== Trecho fornecido ==

Lúcio Júnio Bruto, fundador da República Romana, libertou seu povo da tirania de Tarquínio, derrubando a monarquia. Mais tarde, executou os próprios filhos por conspirarem contra o novo regime. Pregava o poeta Horácio: "Doce e digno é morrer pela Pátria".

Outro romano, rico e matreiro, conta Maquiavel no Livro III sobre os discursos de Tito Lívio, deu comida aos pobres por ocasião de uma epidemia de fome e, por esse ato, foi executado por seus concidadãos. O argumento: pretendia tornar-se um tirano. Os romanos prezavam mais a liberdade do que o bem-estar social.

Os relatos sugerem a seguinte pergunta: qual dos três personagens se sairia melhor caso o enredo ocorresse dentro do cenário da política contemporânea? O terceiro, sem dúvida. Não seria executado por alimentar a plebe, mas glorificado, mesmo que por trás da distribuição de alimentos escondesse a intenção de alongar um projeto de poder. Essa é a hipótese mais provável em países, como o Brasil, de forte tradição patrimonialista e com imensas parcelas marginalizadas e carentes.

A moldura acima oferece uma leitura de dois mundos. O primeiro é regrado por princípios e valores, dentre os quais se destacam o compromisso com o bem comum e com a vida harmoniosa, a obediência às leis, a defesa da moral e da ética, a grandeza da Pátria. Tem que ver com a paradisíaca ilha da Utopia, que o inglês Thomas Morus descreveu: uma terra de paz e tranquilidade onde os habitantes não têm propriedade individual e absoluta e trocam de casa a cada dez anos, ganhando por sorteio o espaço que lhes cabe.

Esse Estado perfeito é o espelho da cidade divina, em contraposição à cidade terrestre. Esta, mais afinada com o universo esboçado por Maquiavel, se inspira no princípio "os fins justificam os meios". O florentino prega a noção de que o povo é dotado de razão, sendo capaz de decidir o seu destino. Sonha com a liberdade. Para conquistá-lo o príncipe deve usar os meios que se fizerem necessários. Transparece aqui a lógica maquiavélica: ideologias e valores morais devem ceder lugar aos instrumentos que podem garantir a hegemonia ou o equilíbrio da balança do poder. Ou, para usar a expressão de Weber, a ética da ação deve prevalecer sobre a ética da consciência.

Pois bem, o desenho pode ser projetado para entendermos a presente quadra político-institucional vivida pelo País, na qual se tem expandido a massa crítica sobre a voracidade dos atores políticos, partidos e dirigentes. Como é sabido, na abertura dos ciclos administrativos, a crise crônica entre os Poderes Executivo e Legislativo alcança altos níveis de tensão. O fato é que os novos governantes tendem a rebater pressões e demandas por cargos e espaços no vasto território da administração federal, feitas pelos parceiros. Tem sido assim desde os tempos de Sarney, em 1985. Com Lula viu-se a mesma gangorra. Ora o governo ganhava mais fôlego no Parlamento, ora faltava oxigênio. Até o momento em que o próprio presidente passou a fazer articulação política.

== Material extraído ==
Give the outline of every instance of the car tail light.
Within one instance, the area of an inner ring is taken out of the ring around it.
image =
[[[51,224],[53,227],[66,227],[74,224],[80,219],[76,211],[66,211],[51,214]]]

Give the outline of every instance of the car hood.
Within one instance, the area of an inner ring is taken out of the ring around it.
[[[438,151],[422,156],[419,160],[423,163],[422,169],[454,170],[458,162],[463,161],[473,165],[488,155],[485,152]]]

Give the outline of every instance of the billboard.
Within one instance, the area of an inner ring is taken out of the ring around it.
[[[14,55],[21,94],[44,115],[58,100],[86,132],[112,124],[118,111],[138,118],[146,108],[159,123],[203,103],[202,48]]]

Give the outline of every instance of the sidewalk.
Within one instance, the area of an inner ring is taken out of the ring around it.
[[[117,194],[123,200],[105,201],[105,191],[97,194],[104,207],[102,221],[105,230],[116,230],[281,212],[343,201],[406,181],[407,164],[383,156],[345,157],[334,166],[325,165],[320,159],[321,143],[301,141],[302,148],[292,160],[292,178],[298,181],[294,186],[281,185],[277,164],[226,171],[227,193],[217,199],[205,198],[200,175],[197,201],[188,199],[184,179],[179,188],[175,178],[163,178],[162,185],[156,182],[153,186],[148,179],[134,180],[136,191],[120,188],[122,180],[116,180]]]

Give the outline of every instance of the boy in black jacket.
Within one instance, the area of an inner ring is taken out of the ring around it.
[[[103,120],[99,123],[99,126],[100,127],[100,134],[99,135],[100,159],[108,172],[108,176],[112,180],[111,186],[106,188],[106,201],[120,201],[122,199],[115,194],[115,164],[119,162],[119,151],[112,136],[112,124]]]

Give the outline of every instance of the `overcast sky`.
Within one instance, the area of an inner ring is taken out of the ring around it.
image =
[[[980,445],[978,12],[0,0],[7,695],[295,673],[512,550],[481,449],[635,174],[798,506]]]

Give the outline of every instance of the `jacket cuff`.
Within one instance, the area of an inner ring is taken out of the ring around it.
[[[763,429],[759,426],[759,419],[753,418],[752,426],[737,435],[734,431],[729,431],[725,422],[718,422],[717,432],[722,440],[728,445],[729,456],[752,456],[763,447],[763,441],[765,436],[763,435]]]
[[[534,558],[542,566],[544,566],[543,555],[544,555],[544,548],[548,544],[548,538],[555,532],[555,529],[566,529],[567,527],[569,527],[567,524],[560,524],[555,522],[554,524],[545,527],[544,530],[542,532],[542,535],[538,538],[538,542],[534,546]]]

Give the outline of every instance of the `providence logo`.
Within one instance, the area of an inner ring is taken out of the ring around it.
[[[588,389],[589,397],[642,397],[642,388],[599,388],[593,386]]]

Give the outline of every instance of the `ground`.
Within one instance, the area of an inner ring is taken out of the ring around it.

== Instrução escrita ==
Dê continuidade ao trecho fornecido, sobre ética e poder na política, logo após a última frase apresentada.

== Resposta ao problema ==
No caso do atual governo, a sístole tem-se apresentado de maneira mais intensa em razão da identidade técnica da presidente. Dilma Rousseff toma precauções para não se tornar refém da esfera política. Neste ponto se abre uma polêmica, por sinal, bastante azeitada por intérpretes de nossa política, que batem de maneira insistente na tecla da "voracidade dos partidos aliados".

Denuncia-se, ainda, a criação de dificuldades por parte dos atores políticos para obter facilidades, e o fisiologismo, apresentado como traço indelével das siglas.

Esse é o ponto nevrálgico. É possível governar sem o concurso do agrupamento partidário na administração? Impossível. Sem o apoio dos partidos da base o chamado presidencialismo de coalizão soçobrará na missão. Qual é a medida do bom senso na distribuição das fatias do bolo do poder? Primeira regra: avaliar o peso relativo dos entes partidários. Segunda: selecionar perfis adequados e condizentes para as estruturas governativas. Aristóteles, em suas reflexões sobre política, dá uma pista: "Quando diversos tocadores de flauta possuem mérito igual, não é aos mais nobres que as melhores flautas devem ser dadas, pois eles não as farão soar melhor; ao mais hábil é que deve ser dado o melhor instrumento". Trata-se de meritocracia. Terceira: preservar e preencher as áreas econômicas com perfis técnicos. Quarta: controlar, cobrar resultados.

Críticas são procedentes quando se enxerga a apropriação da res publica pelo bolso privado. Ou em caso de ineficiência dos gestores. Para tanto há sistemas de controle, a partir do Tribunal de Contas da União e dos promotores públicos. Portanto, nem lá nem cá. As demandas partidárias devem ser contempladas com critério. Partidos que ganham devem participar da administração. Esse, porém, tem sido o calcanhar de Aquiles da presidente Dilma, ou, se quiserem, o abacaxi a ser descascado pela ministra Ideli Salvatti. A imagem com que se defronta o governo é a de encruzilhada, onde se bifurcam duas estradas. Uma leva os atores políticos à ilha de Thomas Morus. Onde rezarão pela cartilha da ética, da moral, da lei, da harmonia. Aí se ergue o altar da política como deveria ser.

A outra os conduz ao espaço da política como ela é. Mundo de Maquiavel. Pleno de demandas, pressões, pedidos, obras, interesses. Essa é a terra dos nossos "ismos": mandonismo, nepotismo, grupismo, familismo, caciquismo, patriarcalismo, todos sementes do patrimonialismo. Sugestão: uma confissão do escritor de O Príncipe com o santo que escreveu A Utopia.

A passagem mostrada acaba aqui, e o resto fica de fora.